ACTIVITY >>
Look below for the line with "of the black", then give it again exactly, along with every line that comes after it, the final line included.

RECORDS FOR THE EXERCISE >>
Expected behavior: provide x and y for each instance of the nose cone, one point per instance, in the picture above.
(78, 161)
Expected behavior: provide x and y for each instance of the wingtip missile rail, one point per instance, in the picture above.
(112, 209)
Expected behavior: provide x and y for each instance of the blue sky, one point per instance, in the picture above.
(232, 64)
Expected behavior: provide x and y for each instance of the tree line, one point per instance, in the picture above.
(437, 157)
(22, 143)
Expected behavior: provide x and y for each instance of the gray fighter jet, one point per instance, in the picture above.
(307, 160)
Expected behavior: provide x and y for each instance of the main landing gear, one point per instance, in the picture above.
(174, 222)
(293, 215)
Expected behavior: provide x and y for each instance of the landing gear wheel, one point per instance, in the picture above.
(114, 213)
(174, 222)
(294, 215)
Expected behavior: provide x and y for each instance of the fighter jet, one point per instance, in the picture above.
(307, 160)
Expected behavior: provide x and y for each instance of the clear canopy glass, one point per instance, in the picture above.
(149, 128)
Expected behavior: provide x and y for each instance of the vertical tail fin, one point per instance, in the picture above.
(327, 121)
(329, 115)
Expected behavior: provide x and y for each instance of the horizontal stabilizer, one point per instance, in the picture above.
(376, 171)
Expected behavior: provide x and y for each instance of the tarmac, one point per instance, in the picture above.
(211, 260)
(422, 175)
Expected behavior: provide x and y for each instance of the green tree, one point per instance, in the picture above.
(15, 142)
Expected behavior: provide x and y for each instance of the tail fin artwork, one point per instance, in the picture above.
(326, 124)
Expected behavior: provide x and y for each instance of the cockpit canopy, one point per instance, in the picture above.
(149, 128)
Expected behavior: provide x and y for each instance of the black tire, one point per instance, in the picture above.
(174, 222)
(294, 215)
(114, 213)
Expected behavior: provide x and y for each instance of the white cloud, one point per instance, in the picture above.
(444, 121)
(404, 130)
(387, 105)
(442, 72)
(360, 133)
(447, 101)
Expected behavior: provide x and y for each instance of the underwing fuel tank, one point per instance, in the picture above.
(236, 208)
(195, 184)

SOLUTION FOR THIS TASK >>
Expected behavior: provide x and y for each instance of the black tire, one point per instance, in the picture above.
(174, 222)
(294, 215)
(114, 213)
Expected behavior: provide x and y for each instance of the white cloud, one point per instance, in the picture above.
(444, 121)
(404, 130)
(387, 105)
(442, 72)
(360, 133)
(447, 101)
Expected behavior: provide x and y for each instance of the underwing fuel tank, one point per instance, in the picture above.
(236, 208)
(195, 184)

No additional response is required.